**TASK GOAL:** Give all of the data below as a JSON list of strings, with one string for each line and blank lines left out.

**Records of labeled boxes:**
(begin)

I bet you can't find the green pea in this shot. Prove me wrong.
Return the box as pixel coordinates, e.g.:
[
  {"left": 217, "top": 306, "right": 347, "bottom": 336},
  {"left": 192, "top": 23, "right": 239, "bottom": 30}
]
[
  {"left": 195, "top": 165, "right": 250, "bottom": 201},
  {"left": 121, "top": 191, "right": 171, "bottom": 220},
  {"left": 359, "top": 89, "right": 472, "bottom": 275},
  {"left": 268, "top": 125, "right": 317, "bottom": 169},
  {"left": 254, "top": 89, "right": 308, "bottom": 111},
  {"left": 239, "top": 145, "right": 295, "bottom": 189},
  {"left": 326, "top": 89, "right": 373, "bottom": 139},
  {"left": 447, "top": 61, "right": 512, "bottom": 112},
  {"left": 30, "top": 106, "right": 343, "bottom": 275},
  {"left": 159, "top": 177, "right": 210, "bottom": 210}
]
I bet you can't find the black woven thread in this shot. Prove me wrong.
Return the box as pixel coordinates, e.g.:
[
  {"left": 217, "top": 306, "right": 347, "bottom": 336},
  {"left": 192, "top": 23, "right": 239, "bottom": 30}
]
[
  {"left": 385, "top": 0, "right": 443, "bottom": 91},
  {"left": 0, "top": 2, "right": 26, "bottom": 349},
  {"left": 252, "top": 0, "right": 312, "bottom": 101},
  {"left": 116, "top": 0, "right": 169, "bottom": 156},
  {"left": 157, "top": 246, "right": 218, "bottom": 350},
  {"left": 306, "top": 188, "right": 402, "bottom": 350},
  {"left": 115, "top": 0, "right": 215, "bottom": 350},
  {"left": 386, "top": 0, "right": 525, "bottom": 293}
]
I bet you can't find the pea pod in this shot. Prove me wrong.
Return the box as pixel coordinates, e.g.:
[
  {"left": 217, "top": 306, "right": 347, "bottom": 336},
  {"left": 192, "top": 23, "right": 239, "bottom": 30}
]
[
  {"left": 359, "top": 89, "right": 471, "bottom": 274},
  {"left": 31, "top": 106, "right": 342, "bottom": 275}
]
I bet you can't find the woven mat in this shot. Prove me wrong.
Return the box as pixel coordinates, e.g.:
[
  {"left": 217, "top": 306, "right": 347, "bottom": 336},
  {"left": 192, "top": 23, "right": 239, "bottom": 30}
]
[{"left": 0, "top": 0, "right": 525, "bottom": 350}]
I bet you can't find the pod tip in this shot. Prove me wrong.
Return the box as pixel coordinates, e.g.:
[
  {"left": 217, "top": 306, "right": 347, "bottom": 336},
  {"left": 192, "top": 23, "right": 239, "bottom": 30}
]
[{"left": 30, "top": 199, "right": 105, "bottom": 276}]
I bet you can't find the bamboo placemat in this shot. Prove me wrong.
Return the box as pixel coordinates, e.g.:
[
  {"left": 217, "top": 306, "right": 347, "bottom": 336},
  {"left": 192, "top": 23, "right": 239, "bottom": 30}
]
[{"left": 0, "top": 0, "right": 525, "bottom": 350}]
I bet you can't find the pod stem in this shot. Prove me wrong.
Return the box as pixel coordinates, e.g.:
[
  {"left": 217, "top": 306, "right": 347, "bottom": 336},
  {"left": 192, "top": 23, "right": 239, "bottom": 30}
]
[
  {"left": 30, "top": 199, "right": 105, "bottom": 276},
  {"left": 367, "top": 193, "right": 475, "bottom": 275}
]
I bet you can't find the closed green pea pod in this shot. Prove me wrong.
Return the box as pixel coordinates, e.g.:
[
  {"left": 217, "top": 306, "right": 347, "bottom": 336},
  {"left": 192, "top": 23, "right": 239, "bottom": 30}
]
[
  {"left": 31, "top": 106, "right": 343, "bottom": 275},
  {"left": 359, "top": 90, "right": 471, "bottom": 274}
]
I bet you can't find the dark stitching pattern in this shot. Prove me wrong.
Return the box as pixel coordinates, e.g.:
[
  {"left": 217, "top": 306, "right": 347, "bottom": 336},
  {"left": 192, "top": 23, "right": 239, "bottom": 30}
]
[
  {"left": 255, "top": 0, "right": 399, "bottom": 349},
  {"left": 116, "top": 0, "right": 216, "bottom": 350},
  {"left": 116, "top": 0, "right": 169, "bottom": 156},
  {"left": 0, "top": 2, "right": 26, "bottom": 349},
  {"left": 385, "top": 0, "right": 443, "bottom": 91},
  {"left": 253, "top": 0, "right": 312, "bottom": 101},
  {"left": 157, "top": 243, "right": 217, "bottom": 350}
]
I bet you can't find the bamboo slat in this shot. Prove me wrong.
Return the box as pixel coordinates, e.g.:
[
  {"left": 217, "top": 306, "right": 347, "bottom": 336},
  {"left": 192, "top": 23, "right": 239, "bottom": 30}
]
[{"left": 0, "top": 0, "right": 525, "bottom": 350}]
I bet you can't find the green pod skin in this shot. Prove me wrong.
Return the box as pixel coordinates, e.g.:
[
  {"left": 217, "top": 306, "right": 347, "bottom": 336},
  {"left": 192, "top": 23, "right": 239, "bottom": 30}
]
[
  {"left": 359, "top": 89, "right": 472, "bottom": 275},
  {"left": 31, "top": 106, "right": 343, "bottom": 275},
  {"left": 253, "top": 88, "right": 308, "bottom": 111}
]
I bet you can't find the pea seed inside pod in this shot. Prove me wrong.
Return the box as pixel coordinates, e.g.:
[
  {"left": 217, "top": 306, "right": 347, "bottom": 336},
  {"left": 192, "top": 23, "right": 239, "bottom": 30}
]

(end)

**ANSWER FOR THIS EXERCISE:**
[
  "I bet you can't find the green pea in this shot. Prove me wrong.",
  "Return the box as pixel coordinates, e.g.:",
  "[",
  "  {\"left\": 217, \"top\": 306, \"right\": 347, \"bottom\": 336},",
  "  {\"left\": 192, \"top\": 23, \"right\": 239, \"bottom\": 30}",
  "]",
  "[",
  "  {\"left\": 195, \"top\": 165, \"right\": 250, \"bottom\": 201},",
  "  {\"left\": 121, \"top\": 191, \"right\": 171, \"bottom\": 220},",
  "  {\"left\": 359, \"top\": 89, \"right\": 472, \"bottom\": 275},",
  "  {\"left\": 268, \"top\": 125, \"right\": 317, \"bottom\": 169},",
  "  {\"left\": 254, \"top\": 89, \"right\": 308, \"bottom\": 111},",
  "  {\"left\": 239, \"top\": 145, \"right\": 295, \"bottom\": 189},",
  "  {\"left\": 326, \"top\": 89, \"right\": 373, \"bottom\": 139},",
  "  {\"left\": 447, \"top\": 61, \"right\": 512, \"bottom\": 112},",
  "  {\"left\": 30, \"top\": 106, \"right\": 343, \"bottom\": 275},",
  "  {\"left\": 159, \"top\": 177, \"right\": 210, \"bottom\": 210}",
  "]",
  "I bet you can't find the black woven thread in this shot. Prove me wrong.",
  "Return the box as pixel coordinates, e.g.:",
  "[",
  "  {\"left\": 217, \"top\": 306, \"right\": 347, \"bottom\": 336},",
  "  {\"left\": 192, \"top\": 23, \"right\": 239, \"bottom\": 30}",
  "]",
  "[",
  "  {\"left\": 385, \"top\": 0, \"right\": 443, \"bottom\": 91},",
  "  {\"left\": 0, \"top\": 2, \"right\": 26, \"bottom\": 349},",
  "  {\"left\": 252, \"top\": 0, \"right\": 312, \"bottom\": 101},",
  "  {\"left\": 116, \"top\": 0, \"right\": 169, \"bottom\": 156},",
  "  {\"left\": 157, \"top\": 246, \"right\": 218, \"bottom\": 350},",
  "  {\"left\": 306, \"top\": 188, \"right\": 402, \"bottom\": 350},",
  "  {\"left\": 115, \"top\": 0, \"right\": 215, \"bottom\": 350},",
  "  {\"left\": 386, \"top\": 0, \"right\": 525, \"bottom\": 293}",
  "]",
  "I bet you can't find the pea pod in this shot. Prove me wrong.",
  "Return the box as pixel coordinates, e.g.:",
  "[",
  "  {\"left\": 217, \"top\": 306, \"right\": 347, \"bottom\": 336},",
  "  {\"left\": 192, \"top\": 23, \"right\": 239, \"bottom\": 30}",
  "]",
  "[",
  "  {\"left\": 359, \"top\": 89, \"right\": 471, \"bottom\": 274},",
  "  {\"left\": 31, \"top\": 106, \"right\": 342, \"bottom\": 275}",
  "]",
  "I bet you can't find the woven mat in this shot. Prove me wrong.",
  "Return the box as pixel coordinates, e.g.:",
  "[",
  "  {\"left\": 217, \"top\": 306, \"right\": 347, \"bottom\": 336},",
  "  {\"left\": 192, \"top\": 23, \"right\": 239, \"bottom\": 30}",
  "]",
  "[{\"left\": 0, \"top\": 0, \"right\": 525, \"bottom\": 350}]",
  "I bet you can't find the pod tip in this shot. Prove me wrong.",
  "Return the box as pixel coordinates, e.g.:",
  "[",
  "  {\"left\": 217, \"top\": 306, \"right\": 347, \"bottom\": 336},",
  "  {\"left\": 192, \"top\": 23, \"right\": 239, \"bottom\": 30}",
  "]",
  "[{\"left\": 30, \"top\": 199, \"right\": 105, \"bottom\": 276}]",
  "I bet you can't find the bamboo placemat in this shot. Prove me wrong.",
  "Return the box as pixel coordinates, e.g.:",
  "[",
  "  {\"left\": 217, \"top\": 306, \"right\": 347, \"bottom\": 336},",
  "  {\"left\": 192, \"top\": 23, \"right\": 239, \"bottom\": 30}",
  "]",
  "[{\"left\": 0, \"top\": 0, \"right\": 525, \"bottom\": 350}]",
  "I bet you can't find the pod stem in this shot. Prove me wrong.",
  "Return the box as pixel coordinates, e.g.:",
  "[",
  "  {\"left\": 217, \"top\": 306, \"right\": 347, \"bottom\": 336},",
  "  {\"left\": 192, \"top\": 23, \"right\": 239, \"bottom\": 30}",
  "]",
  "[",
  "  {\"left\": 30, \"top\": 199, \"right\": 105, \"bottom\": 276},",
  "  {\"left\": 367, \"top\": 193, \"right\": 475, \"bottom\": 275}",
  "]",
  "I bet you can't find the closed green pea pod in this shot. Prove me wrong.",
  "Return the box as pixel coordinates, e.g.:",
  "[",
  "  {\"left\": 217, \"top\": 306, \"right\": 347, \"bottom\": 336},",
  "  {\"left\": 192, \"top\": 23, \"right\": 239, \"bottom\": 30}",
  "]",
  "[",
  "  {\"left\": 31, \"top\": 106, \"right\": 343, \"bottom\": 275},",
  "  {\"left\": 359, \"top\": 90, \"right\": 471, \"bottom\": 274}",
  "]",
  "I bet you can't find the dark stitching pattern in this shot. Prove me wrong.",
  "Return the box as pixel coordinates, e.g.:",
  "[",
  "  {\"left\": 217, \"top\": 306, \"right\": 347, \"bottom\": 336},",
  "  {\"left\": 192, \"top\": 23, \"right\": 239, \"bottom\": 30}",
  "]",
  "[",
  "  {\"left\": 255, \"top\": 0, \"right\": 399, \"bottom\": 349},",
  "  {\"left\": 116, \"top\": 0, \"right\": 216, \"bottom\": 350},",
  "  {\"left\": 116, \"top\": 0, \"right\": 169, \"bottom\": 156},",
  "  {\"left\": 0, \"top\": 2, \"right\": 26, \"bottom\": 349},",
  "  {\"left\": 385, \"top\": 0, \"right\": 443, \"bottom\": 91},",
  "  {\"left\": 253, \"top\": 0, \"right\": 312, \"bottom\": 101},",
  "  {\"left\": 157, \"top\": 243, \"right\": 217, \"bottom\": 350}",
  "]",
  "I bet you can't find the bamboo slat in this shot. Prove me wrong.",
  "Return the box as pixel coordinates, e.g.:",
  "[",
  "  {\"left\": 217, \"top\": 306, \"right\": 347, \"bottom\": 336},",
  "  {\"left\": 192, \"top\": 23, \"right\": 239, \"bottom\": 30}",
  "]",
  "[{\"left\": 0, \"top\": 0, \"right\": 525, \"bottom\": 350}]",
  "I bet you can't find the green pod skin in this shot. Prove me wrong.",
  "Return the box as pixel coordinates, e.g.:",
  "[",
  "  {\"left\": 217, \"top\": 306, \"right\": 347, \"bottom\": 336},",
  "  {\"left\": 192, \"top\": 23, \"right\": 239, \"bottom\": 30}",
  "]",
  "[",
  "  {\"left\": 359, \"top\": 89, \"right\": 472, \"bottom\": 275},",
  "  {\"left\": 31, \"top\": 106, \"right\": 343, \"bottom\": 275},",
  "  {\"left\": 253, \"top\": 88, \"right\": 308, \"bottom\": 111}",
  "]",
  "I bet you can't find the pea seed inside pod in this shot. Prove me wrong.",
  "Return the box as pixel coordinates, e.g.:",
  "[",
  "  {\"left\": 217, \"top\": 306, \"right\": 347, \"bottom\": 336},",
  "  {\"left\": 192, \"top\": 23, \"right\": 239, \"bottom\": 30}",
  "]"
]